Outro local de farra era o apartamento que a família Hipólito tinha no Estoril. Felizmente, que se saiba, nunca teve conhecimento do que por lá se passava. Porto de abrigo seguro para as noitadas passadas na zona de Cascais, fosse o Festival de Jazz ou idas avulsas ao 2001, foi lá que se descobriram inesperadas vocações culinárias surgidas a altas horas da madrugada, nomeadamente as famosíssimas sopas Knorr generosamente aditivadas com vodka, martini e o mais que o Engº Hipólito tivesse na garrafeira. De facto, aos vinte anos não se tem fígado!
.
Como o mundo é pequeno e andávamos todos ao mesmo, uma das vezes que fui para Torremolinos com o grupo de amigos de Rio Maior, estava eu a dormir na Ford Transit em que nos deslocávamos, quando começo a ouvir pancadas insistentes na porta. Tínhamos passado a noite nas discotecas do costume até às quinhentas, portanto não podia ser nenhum dos meus companheiros, que estavam a dormir nas tendas. Apesar de ser cedíssimo, para aí onze horas, meio-dia, entreabri os olhos e vejo a cara do Rui no vidro da porta traseira. Chocado, decidi que não podia beber tanto, já que estava com alucinações e, ainda por cima, em vez de ter visões com as belas inglesas, irlandesas, espanholas e o mais que por lá andava, era a imagem do Rui que me aparecia. Confortado com esta decisão, voltei a dormir. Porém, as pancadas não pararam e lá fui obrigado a acordar. Era mesmo o Rui, tínhamos estacionado a nossa carrinha mesmo ao lado de um Peugeot de matrícula portuguesa, que era nem mais nem menos que o veículo em que um grupo de amigos das Caldas se tinha deslocado para Benidorm. No regresso, pararam em Torremolinos e acamparam mesmo ao lado das nossas tendas, sem saber. Foi uma bela confraternização, tão mais agradável quanto completamente inesperada.

Entradas de anotação de coordenadas:

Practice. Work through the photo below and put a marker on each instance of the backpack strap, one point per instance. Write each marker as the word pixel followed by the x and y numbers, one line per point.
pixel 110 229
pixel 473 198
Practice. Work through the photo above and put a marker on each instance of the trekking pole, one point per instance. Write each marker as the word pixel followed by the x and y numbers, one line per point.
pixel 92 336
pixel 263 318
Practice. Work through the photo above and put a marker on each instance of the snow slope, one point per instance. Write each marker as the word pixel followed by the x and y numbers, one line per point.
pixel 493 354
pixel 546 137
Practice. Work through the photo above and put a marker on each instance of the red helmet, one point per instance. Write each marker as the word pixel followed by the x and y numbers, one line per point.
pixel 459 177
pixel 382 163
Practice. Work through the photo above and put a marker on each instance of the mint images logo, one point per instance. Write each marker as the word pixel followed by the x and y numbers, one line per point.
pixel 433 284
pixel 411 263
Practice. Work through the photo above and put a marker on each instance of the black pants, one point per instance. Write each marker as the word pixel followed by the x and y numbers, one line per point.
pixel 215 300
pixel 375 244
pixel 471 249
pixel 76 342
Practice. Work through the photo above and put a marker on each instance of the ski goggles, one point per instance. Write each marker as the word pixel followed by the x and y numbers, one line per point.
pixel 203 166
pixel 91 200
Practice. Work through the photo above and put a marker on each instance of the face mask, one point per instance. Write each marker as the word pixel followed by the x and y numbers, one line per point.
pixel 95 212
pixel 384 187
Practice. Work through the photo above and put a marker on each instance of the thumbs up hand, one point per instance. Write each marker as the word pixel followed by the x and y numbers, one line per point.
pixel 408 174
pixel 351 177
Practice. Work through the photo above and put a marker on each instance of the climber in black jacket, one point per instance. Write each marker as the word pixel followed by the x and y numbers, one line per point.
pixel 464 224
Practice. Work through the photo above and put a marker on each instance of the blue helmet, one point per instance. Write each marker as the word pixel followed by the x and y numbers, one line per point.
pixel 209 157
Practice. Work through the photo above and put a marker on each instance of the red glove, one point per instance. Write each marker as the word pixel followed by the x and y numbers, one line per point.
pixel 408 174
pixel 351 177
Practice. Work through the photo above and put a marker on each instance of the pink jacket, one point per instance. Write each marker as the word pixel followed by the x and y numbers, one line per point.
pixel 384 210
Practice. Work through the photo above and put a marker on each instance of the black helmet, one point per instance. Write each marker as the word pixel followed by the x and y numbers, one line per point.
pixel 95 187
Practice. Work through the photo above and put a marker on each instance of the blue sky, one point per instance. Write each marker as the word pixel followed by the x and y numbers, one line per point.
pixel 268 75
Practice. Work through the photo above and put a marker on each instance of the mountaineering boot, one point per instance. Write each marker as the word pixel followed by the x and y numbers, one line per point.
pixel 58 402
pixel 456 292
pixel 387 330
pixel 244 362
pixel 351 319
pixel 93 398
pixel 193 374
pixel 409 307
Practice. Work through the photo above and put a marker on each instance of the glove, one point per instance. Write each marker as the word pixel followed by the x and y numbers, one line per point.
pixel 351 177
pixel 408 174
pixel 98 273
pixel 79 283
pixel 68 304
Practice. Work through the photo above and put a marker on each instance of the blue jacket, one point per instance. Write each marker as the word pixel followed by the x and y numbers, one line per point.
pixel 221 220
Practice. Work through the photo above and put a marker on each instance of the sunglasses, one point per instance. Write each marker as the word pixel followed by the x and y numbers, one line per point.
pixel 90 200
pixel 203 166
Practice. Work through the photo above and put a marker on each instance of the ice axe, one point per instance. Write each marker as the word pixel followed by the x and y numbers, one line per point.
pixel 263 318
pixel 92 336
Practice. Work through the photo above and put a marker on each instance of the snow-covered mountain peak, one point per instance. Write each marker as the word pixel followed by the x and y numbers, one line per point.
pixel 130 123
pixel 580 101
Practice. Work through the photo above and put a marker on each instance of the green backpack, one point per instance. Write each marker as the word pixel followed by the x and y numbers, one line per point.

> [Tarefa proposta A] Segundo o excerto, onde ficava o apartamento da família Hipólito?
> [Tarefa proposta B] Transcreva as linhas da listagem desde o seu início até à linha que contém "pixel 473 198", inclusive.
O excerto e a listagem são materiais independentes entre si.

> [Resposta correta A] No Estoril.

> [Resposta correta B]
Practice. Work through the photo below and put a marker on each instance of the backpack strap, one point per instance. Write each marker as the word pixel followed by the x and y numbers, one line per point.
pixel 110 229
pixel 473 198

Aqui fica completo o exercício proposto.